--- Source ---
# T5 High Output Florescent Plant Lights and Fixtures



## Tango (Aug 19, 2002)

Hi ya'll I am selling 12, 4 foot t5, high output florescent lights. 6 bulbs are grow spectrum 6500k and 6 are bloom spectrum 3000k. 5000 lumens per bulb. I also have four single bulb t5 high output fixtures for them. 

There are four bloom spectrum bulbs with less than 100 hours and four bloom spectrum bulbs with less than 100 hours, the rest have never been used.

I purchased these for indoor starting of seeds for which they are really unbeatable but had to switch to LED. Can be shipped at buyer's expense can also meet buyer within an hour of the Alabama, Tennessee, Mississippi line. 

Purchased for $240. Selling for best offer. Paypal or cash. Thanks.


----------



## Tango (Aug 19, 2002)

Hi Again,

Decided to keep four of the used bulbs: 2 grow and 2 bloom and corrected typos above. Ad is edited to:

I am selling 8, 4 foot t5, high output florescent lights. 4 bulbs are grow spectrum 6400k and 4 are bloom spectrum 3000k. 5000 lumens per bulb. 54 watts per bulb. I also have four single bulb t5 high output fixtures for them. All of this was purchased form HTG Supply this past summer and used for very little this fall. Four of the bulbs (2 of each spectrum, have never been used or taken out of their sleeves).

This link shows similar bulb and fixture and gives details that apply.

There are 2 grow spectrum bulbs with less than 100 hours and 2 bloom spectrum bulbs with less than 100 hours, the rest are unused. These are high output bulbs which will only fit a T5 high output fixture. The fixture wings (the sides which reflect the light downward) are a little flimsy, imo, overpriced by the retailer which is why I am not asking so much for them. My loss. But the ballasts themselves are great, the fixtures work like new and have hanging rings to suspend from ceiling.

I purchased these for indoor starting of seeds for which they are really unbeatable. They can be placed within an inch of the seedling as long as temps at leaf tops do not exceed mid 80's. I test temps with a laser temp gun for precision. The bulbs can be mixed as seedlings mature or switched to bloom spectrum for flowering if the garden is entirely indoors. They can also be mixed for the entire growing and maturing phases. 

Will ship at buyer's expense can also meet buyer within an hour of the Alabama, Tennessee, Mississippi line. 

Asking $100 for all plus shipping (to be determined based on buyer's zip code). Paypal or cash. Thanks.


----------



## Tango (Aug 19, 2002)

i think these are sold. thanks for looking.


----------



## [email protected] (Apr 1, 2009)

Check your account the funds should be there. Thanks:thumb:


----------



## Tango (Aug 19, 2002)

Got it. Thanks!


----------

--- Stated problem 1 ---
Rewrite the paragraph of the grow-light sale thread that starts with "There are 2 grow spectrum bulbs" as a short bulleted list that keeps its main facts.
--- Stated problem 2 ---
Copy the passage of the grow-light sale thread that begins at the words "Decided to keep" and ends after "details that apply.".
The rows after the grow-light sale thread aren't needed.

--- Given information ---

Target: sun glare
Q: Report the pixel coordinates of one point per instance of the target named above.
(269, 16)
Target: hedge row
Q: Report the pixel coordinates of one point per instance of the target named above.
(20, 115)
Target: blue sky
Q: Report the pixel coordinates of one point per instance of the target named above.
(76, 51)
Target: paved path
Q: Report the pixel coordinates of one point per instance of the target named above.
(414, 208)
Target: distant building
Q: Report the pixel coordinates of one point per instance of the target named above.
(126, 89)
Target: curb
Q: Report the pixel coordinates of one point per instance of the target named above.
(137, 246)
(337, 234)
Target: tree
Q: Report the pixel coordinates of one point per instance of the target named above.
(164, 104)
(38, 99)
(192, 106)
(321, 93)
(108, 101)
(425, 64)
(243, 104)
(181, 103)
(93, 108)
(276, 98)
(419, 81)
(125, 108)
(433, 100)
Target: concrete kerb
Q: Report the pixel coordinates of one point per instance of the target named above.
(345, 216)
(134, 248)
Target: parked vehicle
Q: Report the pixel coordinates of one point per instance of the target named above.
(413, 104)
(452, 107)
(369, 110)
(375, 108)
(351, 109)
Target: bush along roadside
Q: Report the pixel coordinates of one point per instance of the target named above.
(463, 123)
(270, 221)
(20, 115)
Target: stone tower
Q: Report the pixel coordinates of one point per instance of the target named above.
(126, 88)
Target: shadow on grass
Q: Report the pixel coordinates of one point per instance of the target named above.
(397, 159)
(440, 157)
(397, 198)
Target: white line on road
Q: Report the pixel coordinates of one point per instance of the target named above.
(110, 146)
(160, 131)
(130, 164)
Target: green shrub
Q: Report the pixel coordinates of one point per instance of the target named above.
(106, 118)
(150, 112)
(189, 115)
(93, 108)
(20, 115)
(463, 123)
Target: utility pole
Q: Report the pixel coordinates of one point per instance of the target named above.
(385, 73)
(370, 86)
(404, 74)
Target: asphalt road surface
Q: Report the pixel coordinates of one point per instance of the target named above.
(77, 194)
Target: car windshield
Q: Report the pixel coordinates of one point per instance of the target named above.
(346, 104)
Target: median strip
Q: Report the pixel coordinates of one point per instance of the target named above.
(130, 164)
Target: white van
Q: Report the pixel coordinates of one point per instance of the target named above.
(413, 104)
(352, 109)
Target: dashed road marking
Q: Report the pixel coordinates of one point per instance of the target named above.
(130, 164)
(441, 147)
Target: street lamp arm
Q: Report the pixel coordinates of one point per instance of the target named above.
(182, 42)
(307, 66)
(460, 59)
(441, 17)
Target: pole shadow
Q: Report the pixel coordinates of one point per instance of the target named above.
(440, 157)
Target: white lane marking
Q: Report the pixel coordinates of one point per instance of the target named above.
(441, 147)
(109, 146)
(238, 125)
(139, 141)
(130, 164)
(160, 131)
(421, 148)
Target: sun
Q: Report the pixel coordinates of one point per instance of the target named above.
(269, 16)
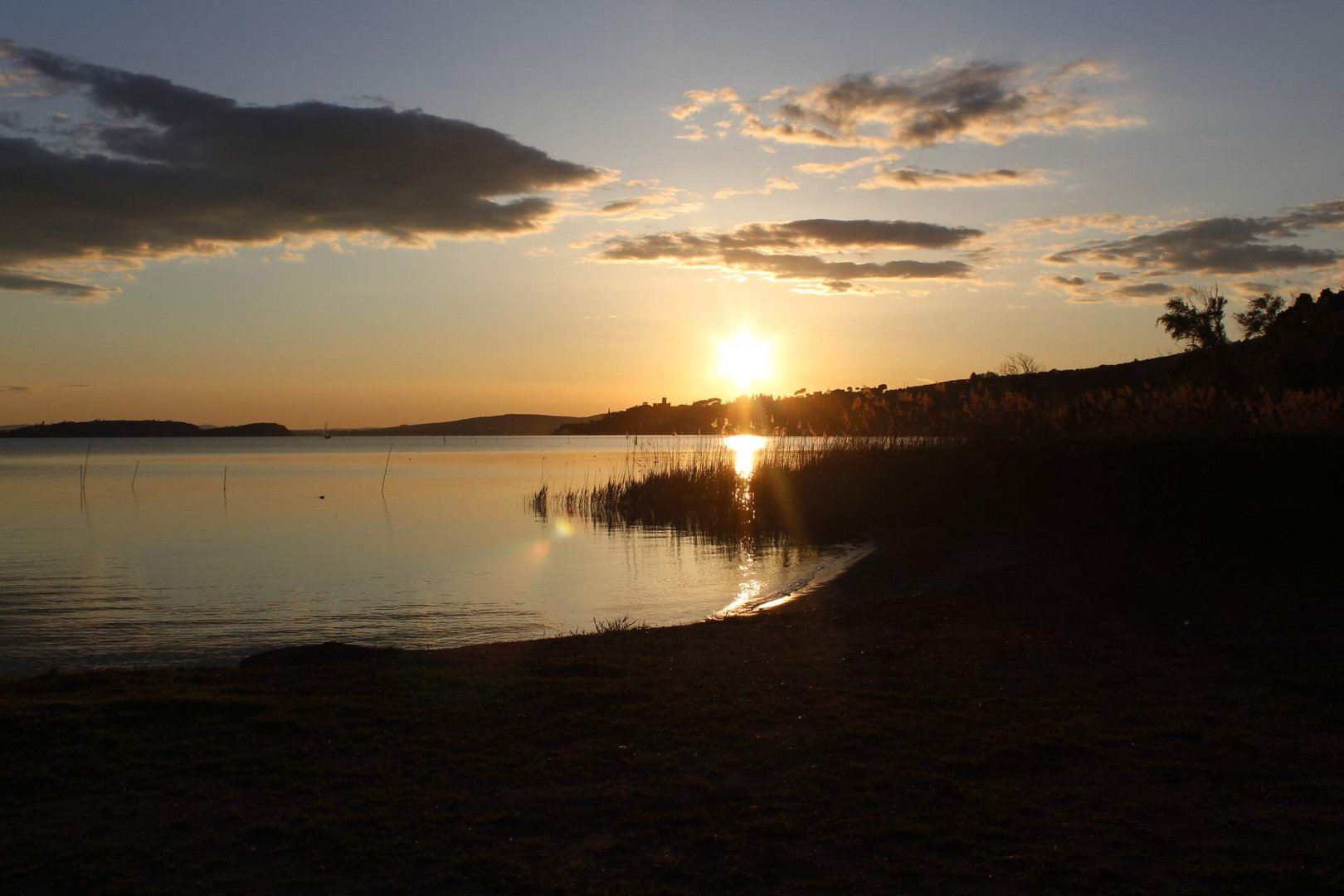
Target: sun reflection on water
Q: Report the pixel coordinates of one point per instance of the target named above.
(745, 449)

--

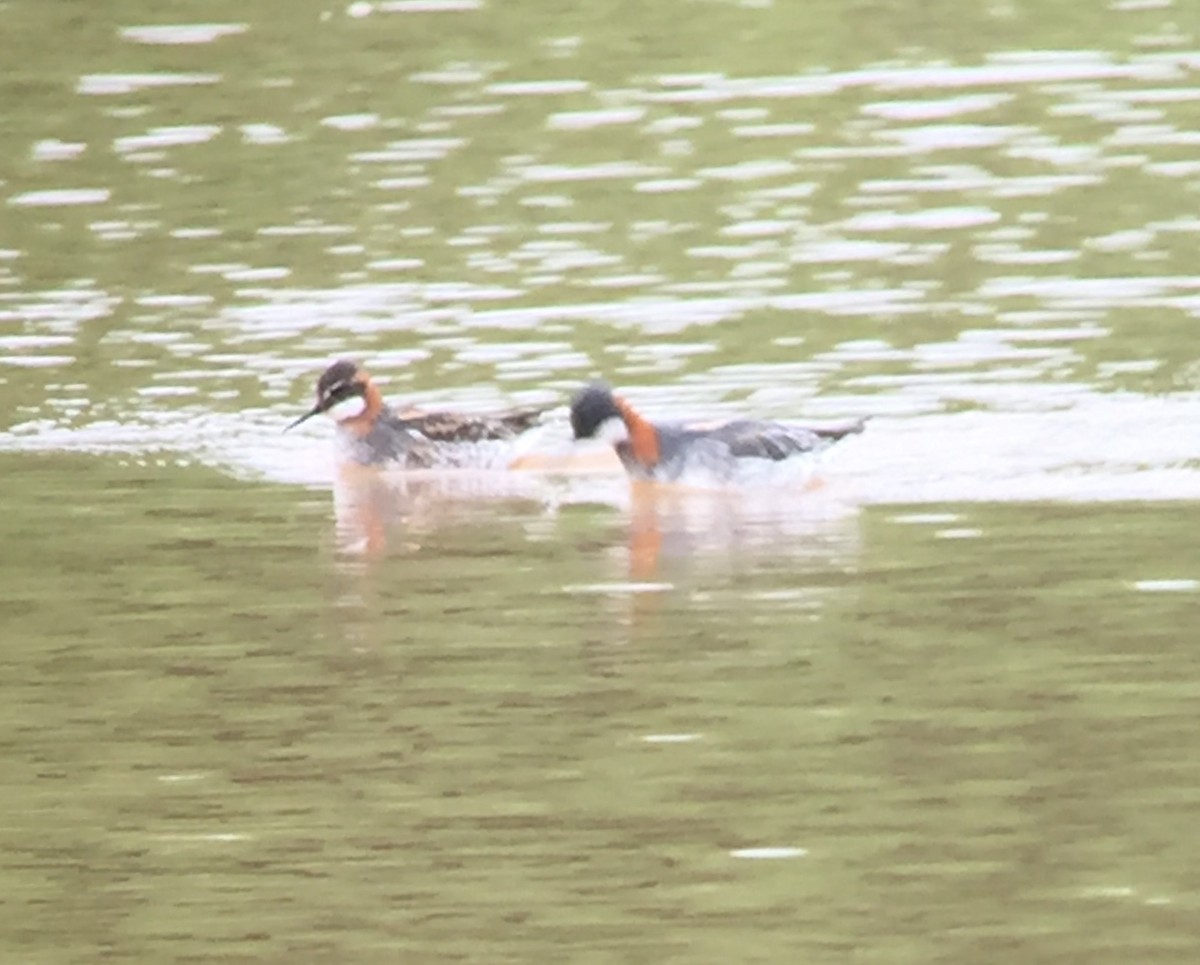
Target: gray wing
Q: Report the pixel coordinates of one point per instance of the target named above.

...

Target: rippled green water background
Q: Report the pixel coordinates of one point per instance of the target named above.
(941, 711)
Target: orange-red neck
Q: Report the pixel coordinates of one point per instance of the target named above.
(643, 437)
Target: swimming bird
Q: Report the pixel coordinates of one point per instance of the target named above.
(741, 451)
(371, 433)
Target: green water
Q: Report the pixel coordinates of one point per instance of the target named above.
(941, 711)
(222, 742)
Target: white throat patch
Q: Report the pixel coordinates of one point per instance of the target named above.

--- Final answer 1 ---
- Two grow spectrum bulbs and two bloom spectrum bulbs have under 100 hours of use, and the rest are unused.
- The bulbs are high output and fit only a T5 high output fixture.
- In the seller's opinion, the fixture wings, which reflect the light downward, are a little flimsy, and the retailer overpriced them, so the asking price is low.
- The ballasts are great, the fixtures work like new, and they have hanging rings for suspending from the ceiling.

--- Final answer 2 ---
Decided to keep four of the used bulbs: 2 grow and 2 bloom and corrected typos above. Ad is edited to:

I am selling 8, 4 foot t5, high output florescent lights. 4 bulbs are grow spectrum 6400k and 4 are bloom spectrum 3000k. 5000 lumens per bulb. 54 watts per bulb. I also have four single bulb t5 high output fixtures for them. All of this was purchased form HTG Supply this past summer and used for very little this fall. Four of the bulbs (2 of each spectrum, have never been used or taken out of their sleeves).

This link shows similar bulb and fixture and gives details that apply.